*Data supplied:*
↓
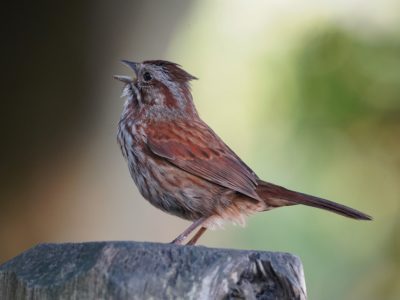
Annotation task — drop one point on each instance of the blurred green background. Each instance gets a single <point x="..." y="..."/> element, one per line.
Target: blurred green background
<point x="306" y="92"/>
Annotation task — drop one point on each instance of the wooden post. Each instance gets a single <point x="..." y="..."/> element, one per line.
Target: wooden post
<point x="133" y="270"/>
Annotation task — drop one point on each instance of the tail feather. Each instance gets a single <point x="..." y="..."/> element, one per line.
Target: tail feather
<point x="272" y="193"/>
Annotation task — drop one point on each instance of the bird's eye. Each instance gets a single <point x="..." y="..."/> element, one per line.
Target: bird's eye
<point x="147" y="77"/>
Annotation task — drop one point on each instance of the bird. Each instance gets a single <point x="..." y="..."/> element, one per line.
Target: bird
<point x="181" y="166"/>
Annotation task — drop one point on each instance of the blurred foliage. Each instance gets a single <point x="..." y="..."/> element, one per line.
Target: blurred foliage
<point x="348" y="96"/>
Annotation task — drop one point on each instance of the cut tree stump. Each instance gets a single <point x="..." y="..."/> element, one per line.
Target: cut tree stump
<point x="135" y="270"/>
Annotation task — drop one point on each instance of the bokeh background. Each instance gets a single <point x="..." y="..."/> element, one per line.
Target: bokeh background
<point x="306" y="92"/>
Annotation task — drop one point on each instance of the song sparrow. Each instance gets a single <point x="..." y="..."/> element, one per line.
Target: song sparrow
<point x="181" y="166"/>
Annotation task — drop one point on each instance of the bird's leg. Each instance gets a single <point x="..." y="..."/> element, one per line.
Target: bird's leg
<point x="196" y="237"/>
<point x="180" y="238"/>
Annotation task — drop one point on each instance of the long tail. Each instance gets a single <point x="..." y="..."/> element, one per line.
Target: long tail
<point x="275" y="195"/>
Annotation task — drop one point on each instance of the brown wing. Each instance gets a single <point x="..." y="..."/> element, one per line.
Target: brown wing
<point x="196" y="149"/>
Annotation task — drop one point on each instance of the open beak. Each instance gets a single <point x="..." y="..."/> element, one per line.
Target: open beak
<point x="125" y="79"/>
<point x="134" y="66"/>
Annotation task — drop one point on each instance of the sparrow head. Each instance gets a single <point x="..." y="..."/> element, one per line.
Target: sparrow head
<point x="163" y="87"/>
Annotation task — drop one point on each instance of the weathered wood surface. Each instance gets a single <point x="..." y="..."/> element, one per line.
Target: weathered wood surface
<point x="133" y="270"/>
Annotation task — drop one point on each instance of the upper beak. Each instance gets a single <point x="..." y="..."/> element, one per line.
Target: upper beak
<point x="131" y="64"/>
<point x="125" y="79"/>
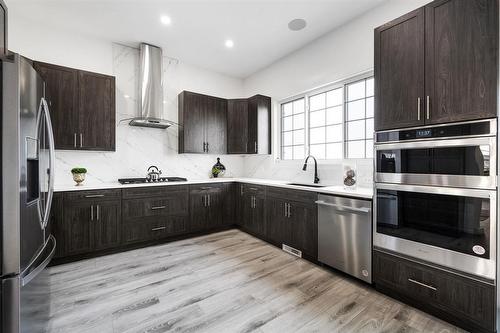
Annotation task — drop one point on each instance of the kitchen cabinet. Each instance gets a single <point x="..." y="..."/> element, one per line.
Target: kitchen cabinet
<point x="249" y="125"/>
<point x="82" y="107"/>
<point x="205" y="207"/>
<point x="465" y="302"/>
<point x="203" y="124"/>
<point x="449" y="49"/>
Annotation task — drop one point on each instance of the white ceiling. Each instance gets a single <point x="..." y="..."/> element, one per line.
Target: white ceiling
<point x="199" y="28"/>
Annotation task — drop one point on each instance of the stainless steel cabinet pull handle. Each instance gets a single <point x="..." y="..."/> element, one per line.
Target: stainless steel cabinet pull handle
<point x="422" y="284"/>
<point x="418" y="108"/>
<point x="428" y="107"/>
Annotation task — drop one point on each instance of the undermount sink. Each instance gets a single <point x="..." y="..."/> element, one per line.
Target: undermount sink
<point x="308" y="185"/>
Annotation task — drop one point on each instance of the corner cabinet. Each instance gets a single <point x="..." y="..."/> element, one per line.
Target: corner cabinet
<point x="437" y="64"/>
<point x="82" y="107"/>
<point x="212" y="125"/>
<point x="202" y="121"/>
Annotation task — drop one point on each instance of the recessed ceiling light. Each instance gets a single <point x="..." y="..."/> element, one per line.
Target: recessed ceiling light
<point x="297" y="24"/>
<point x="166" y="20"/>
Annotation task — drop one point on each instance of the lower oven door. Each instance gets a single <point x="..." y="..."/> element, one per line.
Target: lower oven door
<point x="451" y="227"/>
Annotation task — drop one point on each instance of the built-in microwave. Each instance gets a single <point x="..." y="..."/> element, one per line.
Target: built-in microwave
<point x="454" y="155"/>
<point x="451" y="227"/>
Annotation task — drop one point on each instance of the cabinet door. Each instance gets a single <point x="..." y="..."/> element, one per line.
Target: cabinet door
<point x="198" y="210"/>
<point x="107" y="224"/>
<point x="259" y="125"/>
<point x="78" y="228"/>
<point x="192" y="119"/>
<point x="96" y="104"/>
<point x="237" y="126"/>
<point x="304" y="228"/>
<point x="216" y="125"/>
<point x="461" y="60"/>
<point x="399" y="72"/>
<point x="61" y="91"/>
<point x="278" y="226"/>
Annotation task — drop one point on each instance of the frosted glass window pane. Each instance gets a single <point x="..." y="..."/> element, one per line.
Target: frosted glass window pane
<point x="287" y="109"/>
<point x="298" y="152"/>
<point x="369" y="128"/>
<point x="356" y="90"/>
<point x="299" y="106"/>
<point x="369" y="107"/>
<point x="369" y="148"/>
<point x="317" y="135"/>
<point x="287" y="139"/>
<point x="317" y="102"/>
<point x="334" y="115"/>
<point x="317" y="118"/>
<point x="287" y="153"/>
<point x="334" y="133"/>
<point x="298" y="137"/>
<point x="287" y="124"/>
<point x="298" y="121"/>
<point x="356" y="149"/>
<point x="318" y="151"/>
<point x="334" y="151"/>
<point x="334" y="97"/>
<point x="356" y="110"/>
<point x="356" y="130"/>
<point x="369" y="87"/>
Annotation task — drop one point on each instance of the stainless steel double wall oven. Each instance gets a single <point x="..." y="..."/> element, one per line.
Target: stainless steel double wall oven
<point x="435" y="195"/>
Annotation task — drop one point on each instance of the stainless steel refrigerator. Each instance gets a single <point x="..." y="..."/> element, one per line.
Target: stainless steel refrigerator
<point x="27" y="177"/>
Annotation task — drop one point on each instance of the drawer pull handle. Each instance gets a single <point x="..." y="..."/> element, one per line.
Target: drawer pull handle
<point x="423" y="284"/>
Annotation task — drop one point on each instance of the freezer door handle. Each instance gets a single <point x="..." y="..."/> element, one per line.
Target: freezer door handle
<point x="32" y="273"/>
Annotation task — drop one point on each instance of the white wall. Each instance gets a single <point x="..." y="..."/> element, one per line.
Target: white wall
<point x="136" y="148"/>
<point x="342" y="53"/>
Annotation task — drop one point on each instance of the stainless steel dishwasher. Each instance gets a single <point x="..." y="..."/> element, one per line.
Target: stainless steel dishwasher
<point x="345" y="235"/>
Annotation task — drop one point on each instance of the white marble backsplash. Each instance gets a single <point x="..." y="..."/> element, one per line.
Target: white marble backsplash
<point x="137" y="148"/>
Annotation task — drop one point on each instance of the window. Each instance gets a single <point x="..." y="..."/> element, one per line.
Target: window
<point x="359" y="119"/>
<point x="293" y="126"/>
<point x="330" y="123"/>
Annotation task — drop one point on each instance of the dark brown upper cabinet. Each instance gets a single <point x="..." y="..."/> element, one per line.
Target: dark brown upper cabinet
<point x="219" y="126"/>
<point x="202" y="122"/>
<point x="437" y="64"/>
<point x="82" y="107"/>
<point x="4" y="48"/>
<point x="249" y="125"/>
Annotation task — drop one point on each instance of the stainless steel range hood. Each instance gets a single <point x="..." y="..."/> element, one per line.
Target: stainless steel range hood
<point x="151" y="88"/>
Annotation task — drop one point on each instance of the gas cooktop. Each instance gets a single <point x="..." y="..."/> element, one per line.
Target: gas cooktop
<point x="148" y="181"/>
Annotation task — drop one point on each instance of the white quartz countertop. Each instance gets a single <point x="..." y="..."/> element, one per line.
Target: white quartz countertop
<point x="358" y="192"/>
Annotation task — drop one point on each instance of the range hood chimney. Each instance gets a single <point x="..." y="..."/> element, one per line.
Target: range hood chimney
<point x="151" y="88"/>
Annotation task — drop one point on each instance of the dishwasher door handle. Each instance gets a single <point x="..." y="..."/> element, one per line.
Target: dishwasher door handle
<point x="365" y="210"/>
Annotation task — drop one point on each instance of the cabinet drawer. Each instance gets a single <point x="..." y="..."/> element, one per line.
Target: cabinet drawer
<point x="93" y="195"/>
<point x="469" y="302"/>
<point x="144" y="192"/>
<point x="252" y="189"/>
<point x="152" y="230"/>
<point x="292" y="195"/>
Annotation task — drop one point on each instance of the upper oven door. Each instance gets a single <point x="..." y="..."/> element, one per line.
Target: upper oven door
<point x="461" y="162"/>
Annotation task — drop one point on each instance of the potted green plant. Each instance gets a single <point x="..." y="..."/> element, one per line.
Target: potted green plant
<point x="78" y="175"/>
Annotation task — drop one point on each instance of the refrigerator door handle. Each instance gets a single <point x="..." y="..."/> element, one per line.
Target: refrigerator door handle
<point x="48" y="123"/>
<point x="32" y="273"/>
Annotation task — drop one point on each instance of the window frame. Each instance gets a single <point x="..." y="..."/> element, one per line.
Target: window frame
<point x="307" y="95"/>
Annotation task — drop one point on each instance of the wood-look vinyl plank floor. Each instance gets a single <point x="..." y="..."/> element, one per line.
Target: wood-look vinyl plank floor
<point x="223" y="282"/>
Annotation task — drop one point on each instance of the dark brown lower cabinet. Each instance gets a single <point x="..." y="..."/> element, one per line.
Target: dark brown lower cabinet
<point x="466" y="302"/>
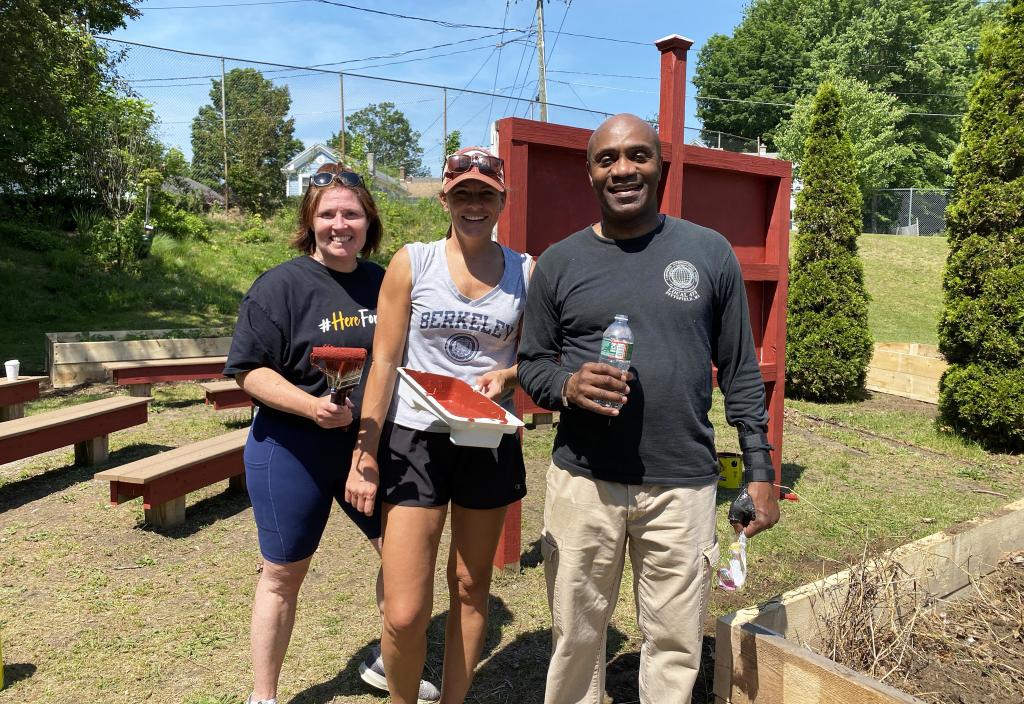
↑
Of all the entries above, retype exactly the lines from the line with "Target: cut tree stump" to the line with "of the open", both included, and no others.

Target: cut tree stump
<point x="135" y="270"/>
Annotation task — drop one point on each instance of the bokeh background. Each instance gets a single <point x="..." y="..."/> element, one per line.
Target: bokeh background
<point x="306" y="92"/>
Annotation task — drop one point on each instance of the song sparrow. Each instance gets a single <point x="..." y="..."/> element, one per line.
Target: song sparrow
<point x="181" y="166"/>
Annotation task — drop one point on each instance of the bird's leg. Each instance gets a single <point x="..." y="..."/> element, one per line.
Target: bird's leg
<point x="196" y="237"/>
<point x="180" y="238"/>
Annotation task — drop one point on each instance of the long tail. Each instance gets a single <point x="..." y="..."/> element, one per line.
Target: long tail
<point x="275" y="195"/>
Annotation task — drop one point on each instance of the brown wing. Each instance gets a single <point x="..." y="..."/> element, one per line.
Target: brown wing
<point x="196" y="149"/>
Annotation task — drop one point on each instance of the open beak. Each instance gets a single <point x="..." y="..."/> element, one per line.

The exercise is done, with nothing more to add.